• _読解用抜粋_
::::::::

次に、分散液Aの光学的特性を測定した。具体的には以下の手続きによった。
分散液Aにおいて、微粒子αの濃度が0.002質量%となるようにトルエンを添加して希釈混合し、よく振盪した。そののち、光路長1cmのガラスセルに当該希釈液を入れ、その透過率曲線を分光器で測定した。この際、分光器のベースラインは、同一のガラスセルにトルエンを満たした試料を用いて求めた。そして透過率曲線を、以下の式1により吸収曲線に変換した。
A(λ)=−log10(T(λ)/100)・・・式1
但し、A(λ):吸光度Aの波長λ依存性を示す吸収曲線、T(λ):透過率の波長λ依存性を示す透過率曲線である。
その結果、実施例1に係る分散液Aは、波長960nmに第1の吸収ピーク、波長695nmに第2の吸収ピークを持つことが判明した。

::::::::

• _目標_
読解用抜粋によれば、実施例1に係る分散液Aの第1の吸収ピークは波長何nmにあるか。

::::::::

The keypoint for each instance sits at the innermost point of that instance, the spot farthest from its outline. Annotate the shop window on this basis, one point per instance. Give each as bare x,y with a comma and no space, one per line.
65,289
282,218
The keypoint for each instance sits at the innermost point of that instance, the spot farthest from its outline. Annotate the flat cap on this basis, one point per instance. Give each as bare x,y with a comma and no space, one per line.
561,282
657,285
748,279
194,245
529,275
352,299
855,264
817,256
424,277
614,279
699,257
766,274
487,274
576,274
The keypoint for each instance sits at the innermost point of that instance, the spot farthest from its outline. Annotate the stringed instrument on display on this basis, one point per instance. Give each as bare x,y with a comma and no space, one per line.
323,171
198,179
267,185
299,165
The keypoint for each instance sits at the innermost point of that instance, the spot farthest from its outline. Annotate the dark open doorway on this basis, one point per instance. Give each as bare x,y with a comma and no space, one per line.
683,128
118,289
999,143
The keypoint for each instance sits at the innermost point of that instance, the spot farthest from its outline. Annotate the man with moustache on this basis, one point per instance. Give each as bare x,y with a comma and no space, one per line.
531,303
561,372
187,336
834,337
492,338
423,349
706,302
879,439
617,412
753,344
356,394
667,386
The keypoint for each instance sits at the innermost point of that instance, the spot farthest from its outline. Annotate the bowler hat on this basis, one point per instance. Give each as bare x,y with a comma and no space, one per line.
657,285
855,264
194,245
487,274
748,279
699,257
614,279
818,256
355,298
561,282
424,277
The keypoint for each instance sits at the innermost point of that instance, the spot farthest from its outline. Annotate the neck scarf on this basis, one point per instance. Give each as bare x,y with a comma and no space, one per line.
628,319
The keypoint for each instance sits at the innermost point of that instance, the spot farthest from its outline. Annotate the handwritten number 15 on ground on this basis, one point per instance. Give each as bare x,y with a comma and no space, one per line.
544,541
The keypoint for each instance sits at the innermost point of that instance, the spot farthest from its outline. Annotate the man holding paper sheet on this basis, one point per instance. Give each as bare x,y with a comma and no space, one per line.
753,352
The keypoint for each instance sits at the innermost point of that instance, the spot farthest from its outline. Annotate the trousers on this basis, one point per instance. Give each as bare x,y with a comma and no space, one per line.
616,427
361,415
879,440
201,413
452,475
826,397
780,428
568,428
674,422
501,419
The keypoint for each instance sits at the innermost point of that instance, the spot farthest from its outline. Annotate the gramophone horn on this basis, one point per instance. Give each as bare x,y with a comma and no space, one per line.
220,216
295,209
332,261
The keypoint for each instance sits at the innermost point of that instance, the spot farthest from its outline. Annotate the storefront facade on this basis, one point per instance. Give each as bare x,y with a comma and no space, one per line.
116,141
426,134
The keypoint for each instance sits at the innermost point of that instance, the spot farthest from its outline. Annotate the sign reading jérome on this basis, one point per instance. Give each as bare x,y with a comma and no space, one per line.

::::::::

• _出力結果_
波長960nmにある。